TASK PROMPT ::
In the hoverfly-rearing account below, why does the writer apologize for the photos of the diagnostic features? Answer in one to three sentences.

Now, the happy ending one:

Found in the first week of March, hanging on to the inside of a swingchair cover. This one was also not interested in the aphids we'd expertly hunted, nor did it move too much. Again, after about a week, it started to pupate - relief!

Larval stage of the, then, unknown Hoverfly species

Towards the end of March, the pupa had started becoming clearer and details could be seen through the case:

Late pupal stage. Eyes can be seen forming on the right hand side

Which brings us to today. There're a few pots in a cool, hallway cupboard now, so every few days we check, clean out the frass and generally have a look. Today, this pot greeted us with a fresh adult Hoverfly walking around the dirt - chuffed to bits!

The emerged adult, with pupal case in view. Must've been a squeeze!

Now having a pristine adult specimen in my nursery care possession It didn't take long to narrow it down the genus: Platycheirus, a tricky group and not easy to pinpoint to species. Armed with Britain's Hoverflies (by Ball & Morris), my Dad, a truly superb Flickr album by Steven Falk and a microscope, I can confirm that what we'd reared is Platycheirus scutatus.
Here're the main diagnostic features. Apologies for pics, until I get a camera adapter, it's an iPhone to the eye piece job!

So, THAT is what's my day rather rewarding, I have learnt a LOT!

Also in Hotel Kerr at the moment is;
- an over-wintering Large White Butterfly chrysalis,
- TWO Lesser-yellow Underwing moth caterpillars,
- a probably Square-spot Rustic caterpillar which has now dug deep into the compost,
- an unknown pupa attached to a Teasel seed head
and a micro moth larva (ID tbc) inside another Teasel head.

DATASET EXCERPTS ::
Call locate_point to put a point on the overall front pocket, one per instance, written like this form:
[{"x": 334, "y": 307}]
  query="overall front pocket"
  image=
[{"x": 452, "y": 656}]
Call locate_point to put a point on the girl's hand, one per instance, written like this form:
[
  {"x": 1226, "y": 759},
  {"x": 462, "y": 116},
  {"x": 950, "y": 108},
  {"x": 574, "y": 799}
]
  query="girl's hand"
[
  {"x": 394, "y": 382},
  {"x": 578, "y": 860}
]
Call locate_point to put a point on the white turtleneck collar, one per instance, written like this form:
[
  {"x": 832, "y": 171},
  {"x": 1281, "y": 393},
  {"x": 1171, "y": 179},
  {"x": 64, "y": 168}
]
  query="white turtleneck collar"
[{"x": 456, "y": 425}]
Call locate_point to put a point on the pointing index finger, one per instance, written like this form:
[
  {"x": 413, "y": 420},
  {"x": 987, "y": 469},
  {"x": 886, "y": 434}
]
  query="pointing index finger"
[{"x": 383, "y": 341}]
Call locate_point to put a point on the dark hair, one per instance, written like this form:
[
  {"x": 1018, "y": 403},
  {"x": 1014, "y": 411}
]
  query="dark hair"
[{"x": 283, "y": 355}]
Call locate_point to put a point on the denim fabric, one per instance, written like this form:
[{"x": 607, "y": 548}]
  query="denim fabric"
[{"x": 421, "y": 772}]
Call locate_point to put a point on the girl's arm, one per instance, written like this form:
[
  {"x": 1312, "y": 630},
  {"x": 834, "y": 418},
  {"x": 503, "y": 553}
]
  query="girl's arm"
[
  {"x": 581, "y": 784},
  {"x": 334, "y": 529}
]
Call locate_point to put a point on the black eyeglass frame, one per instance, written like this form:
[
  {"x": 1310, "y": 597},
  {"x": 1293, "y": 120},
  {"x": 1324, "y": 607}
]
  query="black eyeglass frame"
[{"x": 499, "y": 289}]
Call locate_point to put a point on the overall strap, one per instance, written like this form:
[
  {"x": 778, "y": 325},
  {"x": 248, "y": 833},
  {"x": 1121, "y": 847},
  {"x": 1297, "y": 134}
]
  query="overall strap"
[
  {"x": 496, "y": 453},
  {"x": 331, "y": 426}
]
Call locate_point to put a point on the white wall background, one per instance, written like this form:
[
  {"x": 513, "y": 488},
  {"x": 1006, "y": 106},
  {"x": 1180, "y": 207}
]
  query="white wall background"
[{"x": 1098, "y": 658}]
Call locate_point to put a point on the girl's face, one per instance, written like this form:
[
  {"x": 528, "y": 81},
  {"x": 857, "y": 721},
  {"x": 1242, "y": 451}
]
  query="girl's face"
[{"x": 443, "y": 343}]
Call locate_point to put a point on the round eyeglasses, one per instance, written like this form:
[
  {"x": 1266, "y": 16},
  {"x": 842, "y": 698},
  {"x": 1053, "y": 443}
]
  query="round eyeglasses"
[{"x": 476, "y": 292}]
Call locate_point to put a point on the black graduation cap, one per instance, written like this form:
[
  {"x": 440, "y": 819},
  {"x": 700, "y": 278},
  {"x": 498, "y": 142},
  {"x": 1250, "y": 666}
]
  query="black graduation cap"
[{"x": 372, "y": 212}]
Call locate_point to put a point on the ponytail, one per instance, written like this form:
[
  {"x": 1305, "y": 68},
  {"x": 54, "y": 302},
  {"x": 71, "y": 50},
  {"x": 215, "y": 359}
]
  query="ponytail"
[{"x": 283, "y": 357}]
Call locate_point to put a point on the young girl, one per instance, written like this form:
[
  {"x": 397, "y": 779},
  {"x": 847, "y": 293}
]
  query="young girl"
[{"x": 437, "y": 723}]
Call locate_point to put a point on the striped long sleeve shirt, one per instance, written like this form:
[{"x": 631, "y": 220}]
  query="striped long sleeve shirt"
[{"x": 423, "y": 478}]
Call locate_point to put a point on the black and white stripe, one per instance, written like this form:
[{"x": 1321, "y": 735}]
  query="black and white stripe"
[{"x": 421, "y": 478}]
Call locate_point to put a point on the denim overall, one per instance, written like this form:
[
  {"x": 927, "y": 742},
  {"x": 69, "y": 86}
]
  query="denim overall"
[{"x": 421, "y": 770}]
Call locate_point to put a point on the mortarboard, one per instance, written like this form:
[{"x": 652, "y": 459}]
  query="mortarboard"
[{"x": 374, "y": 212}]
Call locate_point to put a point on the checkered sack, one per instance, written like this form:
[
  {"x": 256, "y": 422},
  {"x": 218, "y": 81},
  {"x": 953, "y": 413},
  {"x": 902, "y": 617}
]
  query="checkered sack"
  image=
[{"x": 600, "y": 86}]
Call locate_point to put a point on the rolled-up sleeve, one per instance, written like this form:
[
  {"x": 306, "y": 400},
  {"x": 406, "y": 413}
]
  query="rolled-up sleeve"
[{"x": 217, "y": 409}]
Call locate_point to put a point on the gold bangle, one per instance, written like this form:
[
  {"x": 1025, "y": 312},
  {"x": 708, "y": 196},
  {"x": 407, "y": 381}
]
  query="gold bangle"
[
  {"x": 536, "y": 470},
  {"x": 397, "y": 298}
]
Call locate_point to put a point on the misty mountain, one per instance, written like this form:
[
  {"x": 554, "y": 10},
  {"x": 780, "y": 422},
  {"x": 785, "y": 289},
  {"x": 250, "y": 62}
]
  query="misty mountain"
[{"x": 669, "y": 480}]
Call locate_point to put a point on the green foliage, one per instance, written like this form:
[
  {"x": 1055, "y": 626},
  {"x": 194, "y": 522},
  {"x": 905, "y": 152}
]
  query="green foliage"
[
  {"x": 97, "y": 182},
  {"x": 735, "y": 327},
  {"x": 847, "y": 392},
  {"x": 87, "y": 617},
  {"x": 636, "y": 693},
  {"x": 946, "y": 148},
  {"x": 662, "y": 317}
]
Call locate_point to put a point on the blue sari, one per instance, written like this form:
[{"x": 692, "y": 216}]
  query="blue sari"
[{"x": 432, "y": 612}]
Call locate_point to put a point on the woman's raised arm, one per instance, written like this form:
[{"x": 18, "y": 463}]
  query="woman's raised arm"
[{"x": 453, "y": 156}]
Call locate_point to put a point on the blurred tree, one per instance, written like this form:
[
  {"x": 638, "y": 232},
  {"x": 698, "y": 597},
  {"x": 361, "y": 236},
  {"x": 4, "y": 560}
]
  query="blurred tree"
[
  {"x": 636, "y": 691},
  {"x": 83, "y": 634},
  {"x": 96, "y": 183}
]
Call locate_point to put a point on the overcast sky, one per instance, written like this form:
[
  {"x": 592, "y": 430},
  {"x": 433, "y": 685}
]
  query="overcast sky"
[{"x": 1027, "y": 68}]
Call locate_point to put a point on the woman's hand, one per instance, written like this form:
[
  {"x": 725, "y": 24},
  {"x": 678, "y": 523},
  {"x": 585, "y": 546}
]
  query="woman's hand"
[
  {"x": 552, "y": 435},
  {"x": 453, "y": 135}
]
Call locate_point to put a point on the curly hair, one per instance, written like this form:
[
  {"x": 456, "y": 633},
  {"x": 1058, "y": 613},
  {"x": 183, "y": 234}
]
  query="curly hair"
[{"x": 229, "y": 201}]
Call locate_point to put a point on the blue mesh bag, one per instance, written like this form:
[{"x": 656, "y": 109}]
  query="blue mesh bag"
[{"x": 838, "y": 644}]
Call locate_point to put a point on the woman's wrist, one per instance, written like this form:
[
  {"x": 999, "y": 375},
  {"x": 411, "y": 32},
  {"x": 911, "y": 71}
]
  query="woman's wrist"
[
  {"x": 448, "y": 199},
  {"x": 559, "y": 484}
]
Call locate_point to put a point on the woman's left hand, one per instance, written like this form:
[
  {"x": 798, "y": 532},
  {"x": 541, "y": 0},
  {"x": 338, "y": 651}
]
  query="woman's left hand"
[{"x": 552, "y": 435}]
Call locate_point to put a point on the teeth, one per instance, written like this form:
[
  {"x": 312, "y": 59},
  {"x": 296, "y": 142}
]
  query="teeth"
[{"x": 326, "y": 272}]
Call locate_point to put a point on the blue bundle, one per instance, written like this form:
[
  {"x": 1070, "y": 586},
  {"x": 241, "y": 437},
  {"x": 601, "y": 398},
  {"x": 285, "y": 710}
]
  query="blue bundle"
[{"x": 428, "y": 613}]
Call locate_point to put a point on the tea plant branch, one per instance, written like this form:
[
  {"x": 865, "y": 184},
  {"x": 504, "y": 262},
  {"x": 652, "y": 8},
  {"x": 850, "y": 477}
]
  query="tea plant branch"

RESPONSE BOX ::
The writer doesn't have a camera adapter for the microscope yet. The photos were taken by holding an iPhone up to the eyepiece.